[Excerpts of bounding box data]
[start]

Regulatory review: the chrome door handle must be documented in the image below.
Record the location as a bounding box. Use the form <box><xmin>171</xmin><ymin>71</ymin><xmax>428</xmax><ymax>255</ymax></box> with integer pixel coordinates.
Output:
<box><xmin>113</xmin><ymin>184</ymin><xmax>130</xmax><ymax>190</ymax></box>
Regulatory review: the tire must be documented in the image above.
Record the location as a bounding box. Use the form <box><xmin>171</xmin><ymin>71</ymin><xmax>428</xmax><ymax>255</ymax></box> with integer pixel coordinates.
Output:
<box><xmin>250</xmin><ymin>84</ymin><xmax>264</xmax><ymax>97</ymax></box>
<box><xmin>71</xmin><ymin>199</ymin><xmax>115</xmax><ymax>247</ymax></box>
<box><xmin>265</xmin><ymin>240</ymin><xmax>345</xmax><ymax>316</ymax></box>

[end]

From the listing above, extract every line exactly as it stands.

Regulatory review: the chrome door handle must be documented in the image below.
Record the location as a bounding box. Use the form <box><xmin>171</xmin><ymin>71</ymin><xmax>428</xmax><ymax>255</ymax></box> with integer pixel coordinates.
Output:
<box><xmin>113</xmin><ymin>184</ymin><xmax>130</xmax><ymax>190</ymax></box>
Regulatory review: the tire must be documented in the image above.
Record the location as a bounding box. Use the form <box><xmin>171</xmin><ymin>71</ymin><xmax>428</xmax><ymax>255</ymax></box> with integer pixel coordinates.
Output:
<box><xmin>250</xmin><ymin>84</ymin><xmax>264</xmax><ymax>97</ymax></box>
<box><xmin>71</xmin><ymin>199</ymin><xmax>115</xmax><ymax>247</ymax></box>
<box><xmin>265</xmin><ymin>240</ymin><xmax>345</xmax><ymax>316</ymax></box>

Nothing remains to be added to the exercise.